- ACTION ITEM: In the following listing, find the lines containing "path" and report them.

::: PROVIDED ENTRIES

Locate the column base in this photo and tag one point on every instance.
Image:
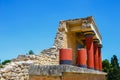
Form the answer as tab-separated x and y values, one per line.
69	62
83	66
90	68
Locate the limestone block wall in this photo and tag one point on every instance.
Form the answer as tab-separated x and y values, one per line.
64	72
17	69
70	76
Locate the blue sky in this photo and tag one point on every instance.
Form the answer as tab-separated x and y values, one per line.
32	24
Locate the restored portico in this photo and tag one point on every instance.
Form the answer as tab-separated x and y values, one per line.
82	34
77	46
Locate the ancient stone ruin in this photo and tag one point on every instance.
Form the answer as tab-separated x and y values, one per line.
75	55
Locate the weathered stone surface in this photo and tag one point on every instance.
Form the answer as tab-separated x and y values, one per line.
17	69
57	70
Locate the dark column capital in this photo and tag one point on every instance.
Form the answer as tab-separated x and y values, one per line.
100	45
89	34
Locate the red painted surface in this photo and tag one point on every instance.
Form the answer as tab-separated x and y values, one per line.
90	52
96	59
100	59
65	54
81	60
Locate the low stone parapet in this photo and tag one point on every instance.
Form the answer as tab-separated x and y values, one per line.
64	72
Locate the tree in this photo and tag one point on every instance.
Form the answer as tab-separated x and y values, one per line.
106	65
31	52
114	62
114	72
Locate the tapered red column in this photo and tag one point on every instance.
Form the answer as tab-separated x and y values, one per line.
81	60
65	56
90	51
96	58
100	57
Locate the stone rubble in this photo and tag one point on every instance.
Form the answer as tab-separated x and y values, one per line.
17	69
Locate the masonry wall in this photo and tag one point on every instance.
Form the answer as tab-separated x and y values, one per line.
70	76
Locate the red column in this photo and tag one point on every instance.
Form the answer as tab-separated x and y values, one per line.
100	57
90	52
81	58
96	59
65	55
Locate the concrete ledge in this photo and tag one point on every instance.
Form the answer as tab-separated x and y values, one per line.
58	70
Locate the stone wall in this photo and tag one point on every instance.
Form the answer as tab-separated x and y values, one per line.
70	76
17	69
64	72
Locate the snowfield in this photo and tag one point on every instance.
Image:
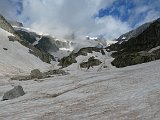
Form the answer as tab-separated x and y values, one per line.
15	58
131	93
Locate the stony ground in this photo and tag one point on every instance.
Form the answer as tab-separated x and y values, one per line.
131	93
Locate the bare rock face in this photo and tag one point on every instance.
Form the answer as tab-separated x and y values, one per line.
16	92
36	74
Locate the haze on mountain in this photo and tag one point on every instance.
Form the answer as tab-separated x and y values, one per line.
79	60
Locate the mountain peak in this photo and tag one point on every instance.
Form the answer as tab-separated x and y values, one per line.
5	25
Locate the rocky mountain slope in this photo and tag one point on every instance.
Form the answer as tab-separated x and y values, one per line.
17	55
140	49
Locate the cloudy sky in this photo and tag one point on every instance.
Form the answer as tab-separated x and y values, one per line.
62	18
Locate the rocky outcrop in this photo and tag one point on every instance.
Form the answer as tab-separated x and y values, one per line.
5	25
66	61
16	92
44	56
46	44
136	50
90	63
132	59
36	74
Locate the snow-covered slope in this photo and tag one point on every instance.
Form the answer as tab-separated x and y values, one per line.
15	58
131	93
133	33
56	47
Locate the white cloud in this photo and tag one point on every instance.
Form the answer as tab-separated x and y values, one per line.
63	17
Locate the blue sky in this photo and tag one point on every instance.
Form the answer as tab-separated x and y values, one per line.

::::::
::: PROVIDED ENTRIES

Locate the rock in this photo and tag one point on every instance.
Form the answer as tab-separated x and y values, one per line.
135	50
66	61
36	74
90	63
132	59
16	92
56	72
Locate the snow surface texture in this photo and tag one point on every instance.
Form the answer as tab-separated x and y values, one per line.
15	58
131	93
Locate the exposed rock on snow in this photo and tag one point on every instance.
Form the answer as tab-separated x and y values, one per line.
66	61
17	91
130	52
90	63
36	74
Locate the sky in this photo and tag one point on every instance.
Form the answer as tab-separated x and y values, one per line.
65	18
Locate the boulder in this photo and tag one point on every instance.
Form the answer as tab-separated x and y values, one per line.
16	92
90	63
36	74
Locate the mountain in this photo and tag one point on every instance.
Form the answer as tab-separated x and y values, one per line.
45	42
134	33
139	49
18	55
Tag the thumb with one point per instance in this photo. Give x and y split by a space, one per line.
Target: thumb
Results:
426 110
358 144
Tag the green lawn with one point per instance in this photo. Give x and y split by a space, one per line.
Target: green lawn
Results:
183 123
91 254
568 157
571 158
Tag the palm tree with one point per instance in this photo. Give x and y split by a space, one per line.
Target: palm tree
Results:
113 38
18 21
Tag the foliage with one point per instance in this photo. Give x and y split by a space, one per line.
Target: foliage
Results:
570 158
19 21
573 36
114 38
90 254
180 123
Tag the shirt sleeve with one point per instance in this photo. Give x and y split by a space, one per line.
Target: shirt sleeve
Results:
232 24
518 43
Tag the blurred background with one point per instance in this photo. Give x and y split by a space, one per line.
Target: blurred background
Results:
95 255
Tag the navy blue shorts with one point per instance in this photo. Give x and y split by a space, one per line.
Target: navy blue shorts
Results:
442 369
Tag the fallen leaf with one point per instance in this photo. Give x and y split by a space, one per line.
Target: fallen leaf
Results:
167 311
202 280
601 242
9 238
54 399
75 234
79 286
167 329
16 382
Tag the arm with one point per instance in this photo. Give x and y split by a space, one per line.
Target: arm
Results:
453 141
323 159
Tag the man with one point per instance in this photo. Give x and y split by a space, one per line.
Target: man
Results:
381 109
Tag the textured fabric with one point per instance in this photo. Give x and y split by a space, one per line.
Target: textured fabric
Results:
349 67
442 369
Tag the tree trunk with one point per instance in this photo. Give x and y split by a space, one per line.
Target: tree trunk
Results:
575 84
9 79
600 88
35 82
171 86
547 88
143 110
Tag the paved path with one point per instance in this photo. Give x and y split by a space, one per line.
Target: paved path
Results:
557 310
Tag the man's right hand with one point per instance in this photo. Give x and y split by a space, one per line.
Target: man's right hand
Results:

::::::
::: PROVIDED ENTRIES

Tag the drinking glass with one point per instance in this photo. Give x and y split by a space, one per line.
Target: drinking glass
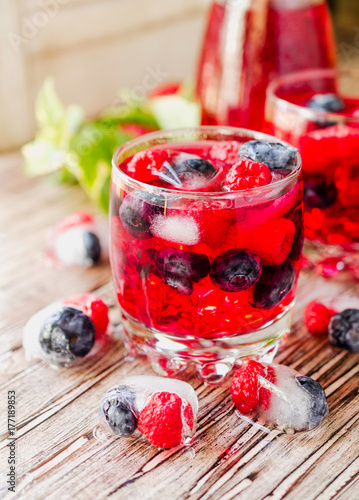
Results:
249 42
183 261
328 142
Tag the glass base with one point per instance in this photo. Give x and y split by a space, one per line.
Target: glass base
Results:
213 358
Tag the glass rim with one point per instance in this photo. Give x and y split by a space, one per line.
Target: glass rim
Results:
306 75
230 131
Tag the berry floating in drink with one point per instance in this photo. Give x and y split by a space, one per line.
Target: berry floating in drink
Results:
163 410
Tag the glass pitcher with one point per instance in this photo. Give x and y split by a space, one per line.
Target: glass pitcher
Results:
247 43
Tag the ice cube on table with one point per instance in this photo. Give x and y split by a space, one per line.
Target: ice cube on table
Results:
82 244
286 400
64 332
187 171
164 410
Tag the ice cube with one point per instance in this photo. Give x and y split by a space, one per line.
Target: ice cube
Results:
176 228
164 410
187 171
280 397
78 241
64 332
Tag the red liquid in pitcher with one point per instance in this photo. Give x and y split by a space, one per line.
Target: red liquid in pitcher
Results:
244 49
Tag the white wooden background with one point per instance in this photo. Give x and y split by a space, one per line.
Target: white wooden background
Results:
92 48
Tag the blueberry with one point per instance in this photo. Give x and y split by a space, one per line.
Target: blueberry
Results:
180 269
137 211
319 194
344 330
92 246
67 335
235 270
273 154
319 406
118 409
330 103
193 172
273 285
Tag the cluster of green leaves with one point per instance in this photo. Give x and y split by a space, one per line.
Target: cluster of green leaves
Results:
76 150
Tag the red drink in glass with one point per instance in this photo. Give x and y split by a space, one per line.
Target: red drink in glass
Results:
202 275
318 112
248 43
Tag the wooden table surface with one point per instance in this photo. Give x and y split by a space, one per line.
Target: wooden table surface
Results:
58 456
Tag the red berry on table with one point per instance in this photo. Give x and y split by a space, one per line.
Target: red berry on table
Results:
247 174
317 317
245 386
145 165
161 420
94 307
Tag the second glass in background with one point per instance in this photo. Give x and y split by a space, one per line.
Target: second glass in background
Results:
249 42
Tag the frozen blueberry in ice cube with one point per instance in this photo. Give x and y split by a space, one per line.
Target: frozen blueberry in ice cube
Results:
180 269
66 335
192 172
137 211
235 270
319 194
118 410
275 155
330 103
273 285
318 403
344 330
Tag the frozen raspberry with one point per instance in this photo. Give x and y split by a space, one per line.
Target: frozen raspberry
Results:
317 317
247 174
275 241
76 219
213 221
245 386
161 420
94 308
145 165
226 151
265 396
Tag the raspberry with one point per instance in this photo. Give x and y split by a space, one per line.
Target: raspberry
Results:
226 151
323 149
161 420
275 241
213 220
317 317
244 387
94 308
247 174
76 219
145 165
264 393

::::::

- OUTPUT FOR THIS TASK:
Tag the paved path with one point per instance in this photo. Give x and y split by a space, one per line.
Target: paved path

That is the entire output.